**YOUR TASKS:**
1. In the Agraja article, list every actor named as playing a supporting role.
2. Return the part of the Agraja article starting with "The film was" and going on through "these major evils.", copied word for word.
3. Shorten the paragraph of the Agraja article that begins "An enthralling tale on corruption" and keep its main facts.

**DOCUMENT EXCERPT:**
Agraja is a 2014 Indian Kannada-language film directed by Srinandan starring Darshan and Jaggesh. Kamna Jethmalani, Sanjjanaa, Arundathi and Aadya Gowda (earlier named Poornima) played the heroines, while Sadashiva Brahmavar, Rangayana Raghu, Biradar and Achyuth Kumar played supporting roles. 
The film was produced by editor T. Govardhan under his newly established banner named, The Great Indian Movie Creators. Agraja is based on the subject of a National Film Award winning Telugu film, which was revealed to be R. P. Patnaik's Broker.

Plot
An enthralling tale on corruption and black money, the plot weaves around its two major characters, Charandas, IAS (Darshan) and Siddha (Jaggesh) and depicts their journey through the path of conflict and realization. Portray as corrupt in the beginning of the film, both Charandas, IAS and Siddha start realizing the flaw in themselves and its impact on the society at large. Thus, begins the battle of two individuals against corruption and black money with a pledge to free the society from these major evils.

**INFORMATION SHOWN:**

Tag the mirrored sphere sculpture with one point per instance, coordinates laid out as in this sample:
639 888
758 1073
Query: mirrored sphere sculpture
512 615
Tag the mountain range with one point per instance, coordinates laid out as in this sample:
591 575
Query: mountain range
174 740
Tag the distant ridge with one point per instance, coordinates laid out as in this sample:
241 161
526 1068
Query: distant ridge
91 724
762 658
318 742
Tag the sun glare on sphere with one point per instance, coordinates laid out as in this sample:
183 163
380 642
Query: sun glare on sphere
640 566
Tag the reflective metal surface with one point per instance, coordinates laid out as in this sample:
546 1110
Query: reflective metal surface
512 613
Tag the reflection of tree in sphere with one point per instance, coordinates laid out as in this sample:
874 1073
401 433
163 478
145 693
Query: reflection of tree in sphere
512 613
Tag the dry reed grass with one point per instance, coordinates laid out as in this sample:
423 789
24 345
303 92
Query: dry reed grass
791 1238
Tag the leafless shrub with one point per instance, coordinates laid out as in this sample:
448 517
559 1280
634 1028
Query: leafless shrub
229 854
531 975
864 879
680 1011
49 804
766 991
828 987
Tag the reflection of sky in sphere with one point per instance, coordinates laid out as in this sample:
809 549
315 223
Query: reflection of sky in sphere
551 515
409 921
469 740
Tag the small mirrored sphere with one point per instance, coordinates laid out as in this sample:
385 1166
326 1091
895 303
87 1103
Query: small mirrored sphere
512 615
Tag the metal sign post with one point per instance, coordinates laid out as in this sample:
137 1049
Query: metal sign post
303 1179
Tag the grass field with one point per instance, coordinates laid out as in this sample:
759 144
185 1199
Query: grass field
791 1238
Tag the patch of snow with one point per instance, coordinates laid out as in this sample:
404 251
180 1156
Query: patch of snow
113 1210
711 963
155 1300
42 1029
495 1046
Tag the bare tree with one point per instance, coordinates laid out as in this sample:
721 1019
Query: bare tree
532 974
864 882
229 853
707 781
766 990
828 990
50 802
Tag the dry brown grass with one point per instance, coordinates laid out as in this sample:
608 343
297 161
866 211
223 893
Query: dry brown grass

**ANSWERS TO EACH TASK:**
1. Sadashiva Brahmavar, Rangayana Raghu, Biradar, Achyuth Kumar

2.
The film was produced by editor T. Govardhan under his newly established banner named, The Great Indian Movie Creators. Agraja is based on the subject of a National Film Award winning Telugu film, which was revealed to be R. P. Patnaik's Broker.

Plot
An enthralling tale on corruption and black money, the plot weaves around its two major characters, Charandas, IAS (Darshan) and Siddha (Jaggesh) and depicts their journey through the path of conflict and realization. Portray as corrupt in the beginning of the film, both Charandas, IAS and Siddha start realizing the flaw in themselves and its impact on the society at large. Thus, begins the battle of two individuals against corruption and black money with a pledge to free the society from these major evils.

3. The story follows Charandas, IAS (Darshan) and Siddha (Jaggesh). Both start out corrupt, but they come to see their own flaws and the harm these do to society. They then fight corruption and black money together and pledge to rid society of these evils.